食と暮らしの歳時記「立秋」

食と暮らしの歳時記


 
四季折々の旬の味覚と年中行事、心身の養生法などをご紹介します。

二十四節気・七十二候、日本に古くから受け継がれてきた月ごとのならわしや行事。それらを旬の食とともに暮らしに取り入れ、愉しむことで情緒豊かな心と健康な身体が育まれることを願います。。
 
家族や友人、ご近所さんとのちょっとしたご挨拶の中の話題などに、また季節を感じる食卓の彩りとなれば幸いです。

 
 

立秋(8月8日〜8月22日頃)

 
立秋とは、初めて秋の気配がほの見えるころのこと
暑い盛りだけれども、これからは夏の名残の「残暑」という
 
 

初候

涼風至る(りょうふういたる)
涼しい風が初めて立つころ
その風を秋の気配とみる
新暦では、およそ八月八日〜八月十二日ころ

 

【候のことば】

秋隣(あきとなり)
秋の気配をすぐそばに感じる、という意味の夏の季語「秋隣」
本来は立秋に入る前までのことばだが、八月の熱いさなかに時折吹く涼風こそ秋の気配かもしれません。

枠付き写真ラベル:

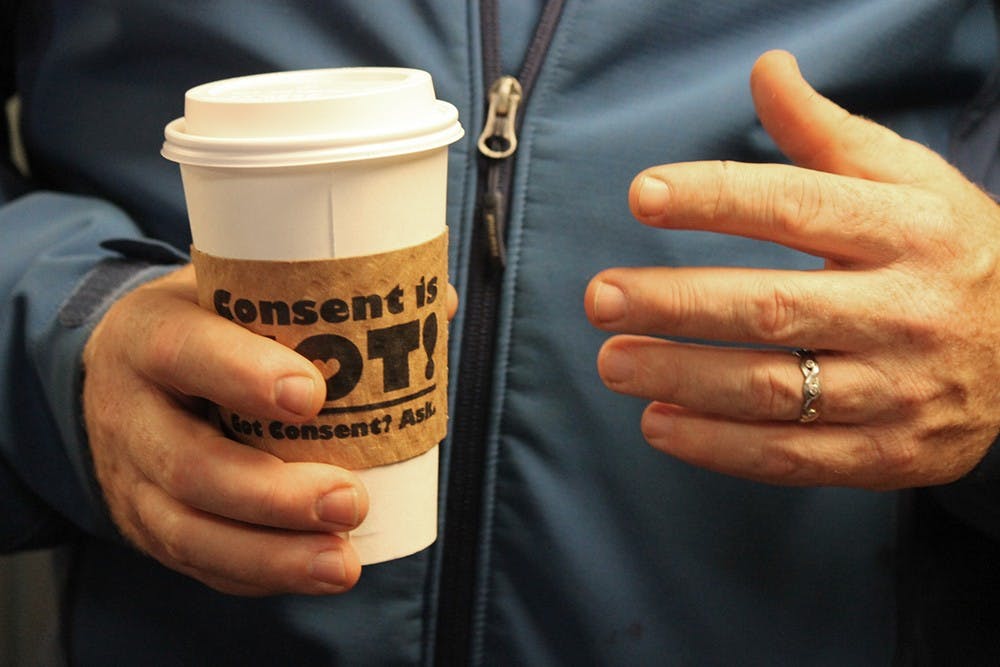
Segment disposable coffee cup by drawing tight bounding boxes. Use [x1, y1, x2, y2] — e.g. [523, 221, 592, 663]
[162, 68, 463, 564]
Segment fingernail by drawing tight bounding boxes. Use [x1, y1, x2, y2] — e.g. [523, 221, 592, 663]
[636, 176, 670, 217]
[316, 486, 358, 530]
[309, 551, 347, 586]
[601, 349, 635, 384]
[594, 283, 628, 323]
[274, 375, 316, 417]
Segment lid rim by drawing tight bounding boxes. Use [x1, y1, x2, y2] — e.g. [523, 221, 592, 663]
[160, 122, 465, 168]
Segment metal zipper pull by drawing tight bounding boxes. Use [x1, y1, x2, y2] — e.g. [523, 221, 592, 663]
[477, 76, 523, 269]
[477, 76, 521, 160]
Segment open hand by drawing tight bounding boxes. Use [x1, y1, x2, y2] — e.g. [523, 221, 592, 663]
[585, 52, 1000, 489]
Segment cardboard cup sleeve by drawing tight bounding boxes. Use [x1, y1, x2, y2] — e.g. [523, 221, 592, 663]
[192, 232, 448, 470]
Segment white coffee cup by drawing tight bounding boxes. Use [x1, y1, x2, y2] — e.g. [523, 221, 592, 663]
[162, 68, 463, 564]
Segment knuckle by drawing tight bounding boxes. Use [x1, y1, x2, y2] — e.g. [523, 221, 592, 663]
[765, 169, 826, 237]
[155, 511, 195, 569]
[759, 446, 814, 486]
[746, 364, 801, 419]
[157, 453, 204, 502]
[139, 321, 191, 378]
[741, 284, 800, 343]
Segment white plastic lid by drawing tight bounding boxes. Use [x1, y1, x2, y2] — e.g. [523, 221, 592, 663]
[162, 67, 463, 167]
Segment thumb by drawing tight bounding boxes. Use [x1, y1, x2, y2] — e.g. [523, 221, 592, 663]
[750, 51, 944, 183]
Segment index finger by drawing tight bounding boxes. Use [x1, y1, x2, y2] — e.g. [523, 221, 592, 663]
[629, 161, 919, 265]
[124, 269, 326, 421]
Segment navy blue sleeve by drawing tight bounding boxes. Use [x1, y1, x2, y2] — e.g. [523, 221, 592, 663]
[0, 193, 183, 549]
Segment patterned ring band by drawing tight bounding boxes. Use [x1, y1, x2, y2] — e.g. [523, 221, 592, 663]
[794, 349, 823, 424]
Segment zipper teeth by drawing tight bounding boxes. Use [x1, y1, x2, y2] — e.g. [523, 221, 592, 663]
[434, 0, 565, 665]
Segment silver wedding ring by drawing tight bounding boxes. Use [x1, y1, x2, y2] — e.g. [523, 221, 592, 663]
[795, 349, 823, 424]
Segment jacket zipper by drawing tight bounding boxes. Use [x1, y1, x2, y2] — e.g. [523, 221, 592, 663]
[434, 0, 564, 665]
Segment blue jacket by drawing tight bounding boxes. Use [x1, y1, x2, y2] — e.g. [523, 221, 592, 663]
[0, 0, 1000, 665]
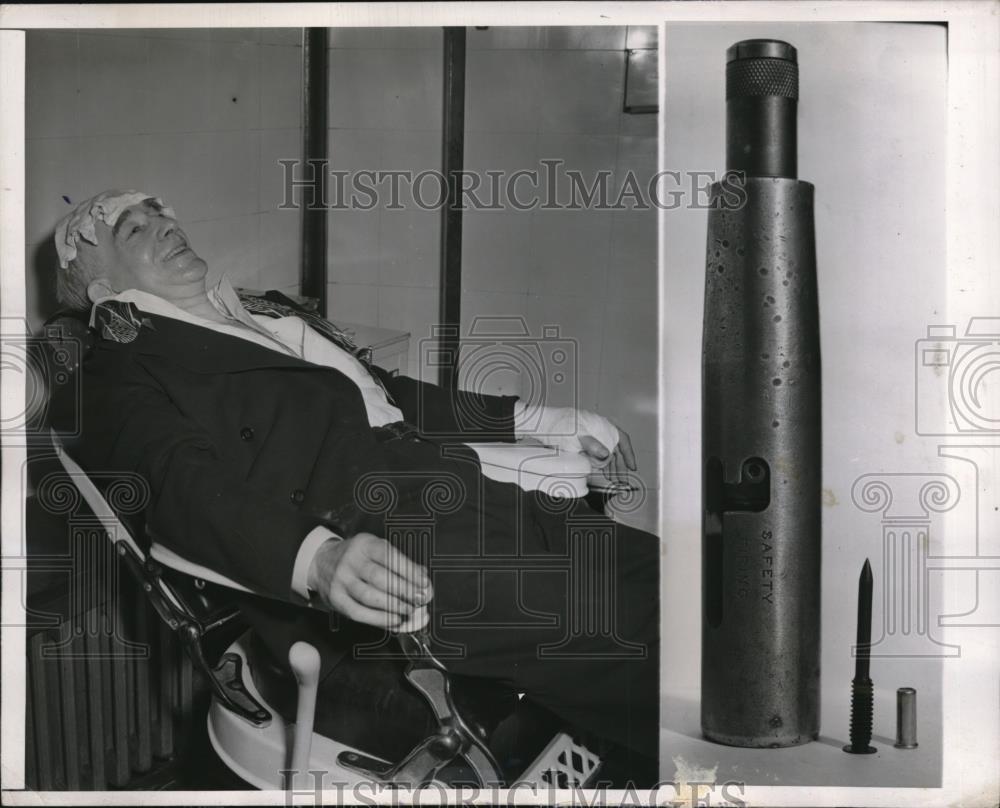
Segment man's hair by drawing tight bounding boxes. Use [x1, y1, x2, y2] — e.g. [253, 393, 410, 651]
[56, 253, 100, 312]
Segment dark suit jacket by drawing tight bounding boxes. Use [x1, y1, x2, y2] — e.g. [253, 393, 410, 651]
[57, 315, 516, 662]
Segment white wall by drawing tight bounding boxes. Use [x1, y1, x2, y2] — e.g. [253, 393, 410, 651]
[328, 26, 659, 530]
[662, 19, 947, 780]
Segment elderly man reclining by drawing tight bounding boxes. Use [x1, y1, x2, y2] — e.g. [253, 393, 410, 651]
[56, 191, 659, 784]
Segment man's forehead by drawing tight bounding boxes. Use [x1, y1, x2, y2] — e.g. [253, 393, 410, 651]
[111, 197, 163, 227]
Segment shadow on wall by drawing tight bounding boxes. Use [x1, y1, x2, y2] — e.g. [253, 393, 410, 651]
[26, 231, 60, 331]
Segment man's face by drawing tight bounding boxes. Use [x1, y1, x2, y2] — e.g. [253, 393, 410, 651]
[81, 199, 207, 300]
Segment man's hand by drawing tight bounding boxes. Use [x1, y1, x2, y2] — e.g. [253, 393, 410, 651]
[580, 426, 637, 480]
[308, 533, 433, 631]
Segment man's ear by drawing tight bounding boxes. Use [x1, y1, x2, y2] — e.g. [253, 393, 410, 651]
[87, 278, 115, 303]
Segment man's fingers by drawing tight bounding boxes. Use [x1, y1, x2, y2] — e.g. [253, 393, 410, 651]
[345, 578, 414, 618]
[334, 595, 403, 629]
[356, 559, 430, 606]
[356, 537, 431, 589]
[580, 435, 608, 460]
[618, 428, 638, 471]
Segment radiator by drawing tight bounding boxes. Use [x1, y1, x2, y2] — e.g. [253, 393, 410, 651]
[25, 524, 194, 791]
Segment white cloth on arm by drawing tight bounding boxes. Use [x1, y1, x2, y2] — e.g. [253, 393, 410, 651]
[514, 401, 620, 468]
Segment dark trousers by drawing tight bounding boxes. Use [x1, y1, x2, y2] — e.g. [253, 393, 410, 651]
[248, 441, 660, 779]
[355, 442, 660, 757]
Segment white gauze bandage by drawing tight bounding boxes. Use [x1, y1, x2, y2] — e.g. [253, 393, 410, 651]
[55, 190, 174, 269]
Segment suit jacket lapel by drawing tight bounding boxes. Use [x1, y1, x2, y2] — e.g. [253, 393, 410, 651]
[126, 312, 324, 373]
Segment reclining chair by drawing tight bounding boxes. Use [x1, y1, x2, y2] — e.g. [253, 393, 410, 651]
[43, 302, 632, 791]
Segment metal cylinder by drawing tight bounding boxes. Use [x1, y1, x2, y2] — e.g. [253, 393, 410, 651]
[701, 38, 821, 747]
[893, 687, 917, 749]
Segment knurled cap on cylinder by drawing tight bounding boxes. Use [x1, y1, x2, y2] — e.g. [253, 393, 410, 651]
[726, 39, 799, 101]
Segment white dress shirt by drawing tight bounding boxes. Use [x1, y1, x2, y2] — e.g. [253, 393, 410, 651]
[90, 276, 619, 601]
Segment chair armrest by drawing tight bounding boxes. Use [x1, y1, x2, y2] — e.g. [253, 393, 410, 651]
[149, 541, 254, 594]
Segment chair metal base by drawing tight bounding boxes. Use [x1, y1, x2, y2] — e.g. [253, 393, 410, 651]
[208, 635, 600, 794]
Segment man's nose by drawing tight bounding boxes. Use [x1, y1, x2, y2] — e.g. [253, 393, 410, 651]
[160, 217, 177, 240]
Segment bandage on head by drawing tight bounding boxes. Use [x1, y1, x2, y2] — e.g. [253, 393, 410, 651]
[55, 190, 174, 269]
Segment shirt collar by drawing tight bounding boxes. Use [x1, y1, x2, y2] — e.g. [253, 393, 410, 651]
[90, 275, 243, 328]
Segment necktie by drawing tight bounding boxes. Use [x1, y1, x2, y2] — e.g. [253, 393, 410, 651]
[237, 289, 396, 406]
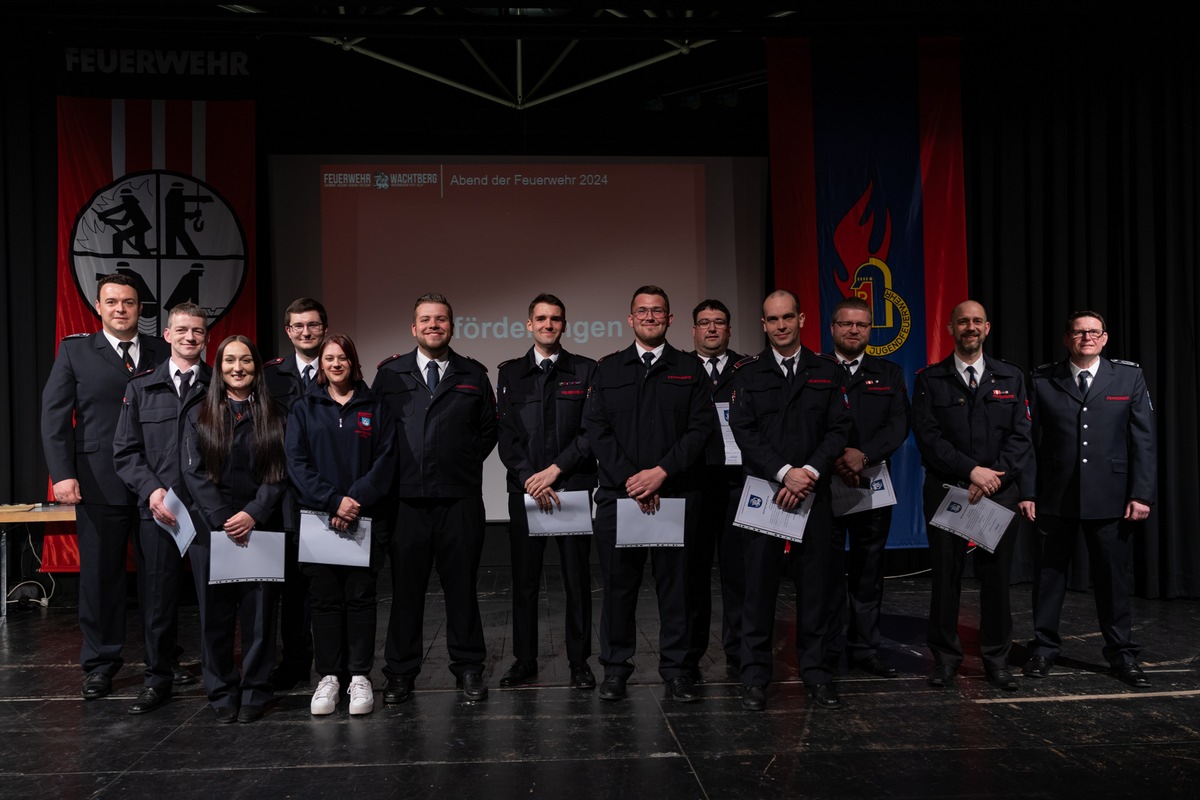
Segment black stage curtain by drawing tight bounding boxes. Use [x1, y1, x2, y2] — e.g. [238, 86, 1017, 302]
[962, 31, 1200, 597]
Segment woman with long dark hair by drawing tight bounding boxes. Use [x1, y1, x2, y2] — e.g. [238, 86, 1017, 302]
[182, 336, 287, 722]
[287, 333, 396, 715]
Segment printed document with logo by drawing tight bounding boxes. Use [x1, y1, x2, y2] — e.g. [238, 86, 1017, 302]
[715, 403, 742, 467]
[929, 486, 1015, 553]
[829, 464, 896, 517]
[154, 489, 196, 555]
[617, 498, 688, 547]
[524, 491, 592, 536]
[209, 529, 283, 585]
[733, 475, 816, 542]
[300, 509, 371, 566]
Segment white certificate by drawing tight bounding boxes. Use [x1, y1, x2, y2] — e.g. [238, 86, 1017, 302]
[300, 509, 371, 566]
[733, 475, 816, 542]
[929, 486, 1015, 553]
[524, 491, 592, 536]
[829, 464, 896, 517]
[714, 403, 742, 467]
[209, 530, 283, 585]
[154, 489, 196, 555]
[617, 498, 688, 547]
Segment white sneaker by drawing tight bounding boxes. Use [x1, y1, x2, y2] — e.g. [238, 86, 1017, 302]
[346, 675, 374, 715]
[308, 675, 341, 716]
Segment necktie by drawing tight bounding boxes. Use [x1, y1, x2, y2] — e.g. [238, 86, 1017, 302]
[425, 361, 442, 393]
[116, 342, 133, 372]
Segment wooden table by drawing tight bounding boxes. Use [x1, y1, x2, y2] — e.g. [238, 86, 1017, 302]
[0, 504, 74, 619]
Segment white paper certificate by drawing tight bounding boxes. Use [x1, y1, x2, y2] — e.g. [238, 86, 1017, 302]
[929, 486, 1015, 553]
[617, 498, 688, 547]
[733, 475, 816, 542]
[300, 509, 371, 566]
[209, 530, 283, 584]
[829, 464, 896, 517]
[524, 491, 592, 536]
[714, 403, 742, 467]
[154, 489, 196, 555]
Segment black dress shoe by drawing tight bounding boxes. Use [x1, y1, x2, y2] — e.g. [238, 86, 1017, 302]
[600, 675, 625, 700]
[238, 705, 264, 722]
[929, 664, 956, 688]
[1112, 663, 1150, 688]
[667, 675, 700, 703]
[988, 669, 1016, 692]
[571, 664, 596, 688]
[808, 684, 841, 709]
[457, 672, 487, 700]
[212, 705, 238, 724]
[500, 661, 538, 686]
[854, 656, 896, 678]
[130, 686, 170, 714]
[383, 676, 413, 705]
[79, 672, 113, 700]
[1021, 656, 1054, 678]
[742, 686, 767, 711]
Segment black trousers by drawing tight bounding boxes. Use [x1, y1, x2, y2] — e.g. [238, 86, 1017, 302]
[1031, 513, 1141, 667]
[384, 497, 487, 678]
[509, 492, 592, 667]
[76, 503, 140, 678]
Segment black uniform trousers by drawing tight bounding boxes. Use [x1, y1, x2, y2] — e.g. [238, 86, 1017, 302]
[742, 488, 833, 686]
[594, 488, 700, 680]
[384, 497, 487, 678]
[509, 492, 592, 667]
[76, 503, 140, 678]
[1032, 513, 1141, 667]
[684, 465, 745, 669]
[826, 510, 892, 667]
[187, 530, 278, 708]
[924, 479, 1020, 672]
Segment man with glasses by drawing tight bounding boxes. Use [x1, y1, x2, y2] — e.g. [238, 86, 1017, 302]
[1020, 311, 1157, 688]
[583, 285, 716, 703]
[826, 297, 908, 678]
[263, 297, 329, 692]
[685, 300, 745, 681]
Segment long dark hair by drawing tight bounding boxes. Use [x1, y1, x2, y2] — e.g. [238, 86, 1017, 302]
[196, 335, 287, 483]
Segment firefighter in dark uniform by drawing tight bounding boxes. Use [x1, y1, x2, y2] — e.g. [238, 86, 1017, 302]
[584, 285, 715, 703]
[496, 294, 596, 688]
[730, 290, 852, 711]
[1021, 311, 1158, 688]
[912, 300, 1033, 691]
[371, 293, 497, 703]
[826, 297, 908, 678]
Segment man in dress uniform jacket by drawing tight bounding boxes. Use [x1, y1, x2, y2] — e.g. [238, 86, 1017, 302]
[1021, 311, 1157, 687]
[113, 302, 212, 714]
[730, 290, 853, 711]
[584, 285, 716, 703]
[912, 300, 1033, 691]
[42, 272, 169, 700]
[372, 293, 497, 703]
[263, 297, 329, 692]
[496, 294, 596, 688]
[684, 300, 745, 681]
[826, 297, 908, 678]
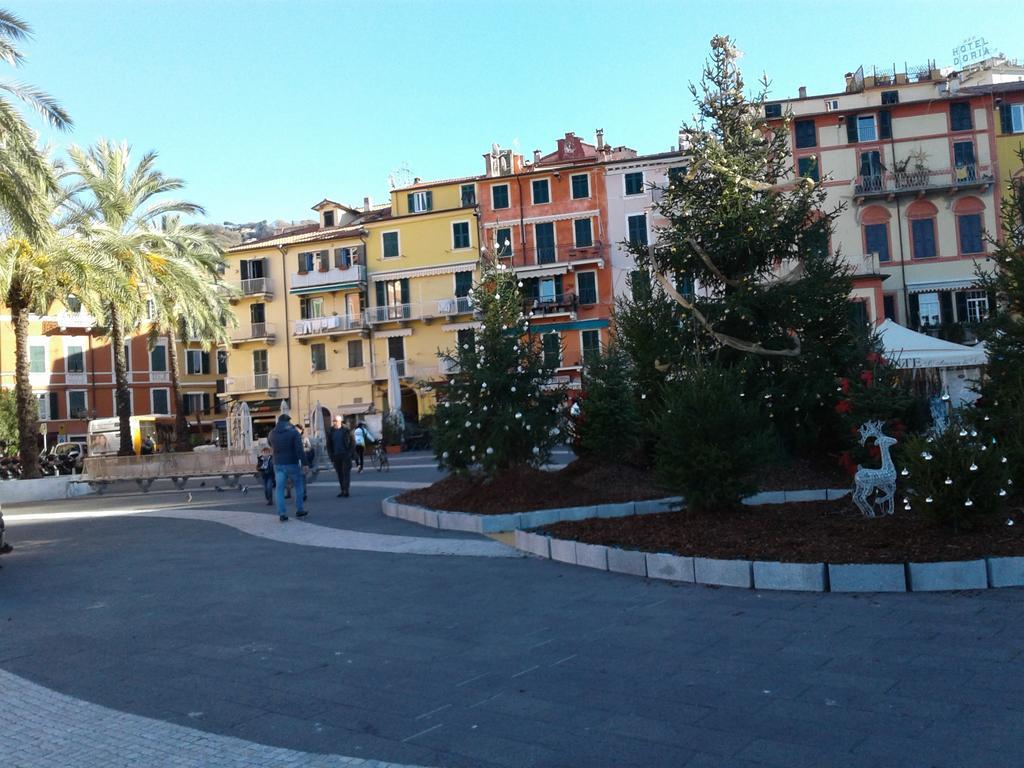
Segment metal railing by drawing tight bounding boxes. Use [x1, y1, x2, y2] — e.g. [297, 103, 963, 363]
[231, 323, 276, 342]
[292, 312, 367, 336]
[292, 264, 367, 291]
[242, 278, 273, 296]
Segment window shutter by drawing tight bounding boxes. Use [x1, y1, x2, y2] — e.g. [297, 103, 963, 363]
[846, 115, 857, 144]
[953, 291, 967, 323]
[879, 110, 893, 138]
[939, 291, 953, 323]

▸ 問題と課題:
(a) 立秋の歳時記のうち「二十四節気・七十二候」で始まる段落を、主な内容を保ったまま短い箇条書きに書き直すこと。
(b) 立秋の歳時記について、次の問いに答えること。
(i) 「立秋」の期間はいつごろか。
(ii) 初候「涼風至る」は、新暦でおよそいつごろか。
(iii) 「秋隣」は、本来いつまでのことばか。
(c) 立秋の歳時記の続きを、最後の文の後から書いてください。

▸ 課題別の解答:
(a)
- 二十四節気・七十二候や、日本に古くから受け継がれてきた月ごとのならわし・行事を扱う
- それらを旬の食とともに暮らしに取り入れ、愉しむ
- それによって情緒豊かな心と健康な身体が育まれることを願う

(b)
(i) 8月8日〜8月22日頃
(ii) 八月八日〜八月十二日ころ
(iii) 立秋に入る前まで

(c)
【旬の魚介】

しじみ
カルシウムや鉄分、ビタミンAやBなどの栄養価が高い
旬は八月ごろの土用しじみと、一〜二月の寒しじみ
 


 

【旬の果物】


八月の八日から十日は、八(は)九(く)十(とう)の語呂合わせで、白桃の日
桃は、七月〜九月が食べごろ。甘い果汁があふれとろけるような果肉
岡山の白桃が元祖だそう
ふっくら丸みがあり、全体にうぶ毛があるものを選ぶとよい
くれぐれも、実を押さないように(笑)


 

【旬の草花】

つゆくさ
瑠璃色をした小さな花
道ばたや畑のすみに咲いています
花の時期は七月〜九月。古くは、花の摺り布を染めたことから着き草と呼ばれたそう… 転じて、月草の名で歌に詠まれた花
 


 

次候

寒蝉なく(ひぐらしなく)
ひぐらしが鳴くころ
夕暮れに響く虫の声は、はかない夏の夢
新暦では、およそ八月十三日〜八月十七日ごろ

 


 

【候の虫】

ひぐらし
朝夕に鳴く声が涼を感じさせるひぐらし
俳句では、秋の季語
実際は六月の終わりごろから九月まで出会える蝉
 


 
 

【旬の草花】

ほおずき
お盆の花として飾られるほおずき
迎え火や送り火の提灯のよう、と見立てて供えられる
 


 
 

【旬の行事】

五山の送り火
 


 

 


 


 
 

末候

蒙霧升降す(のうむしょうこうす)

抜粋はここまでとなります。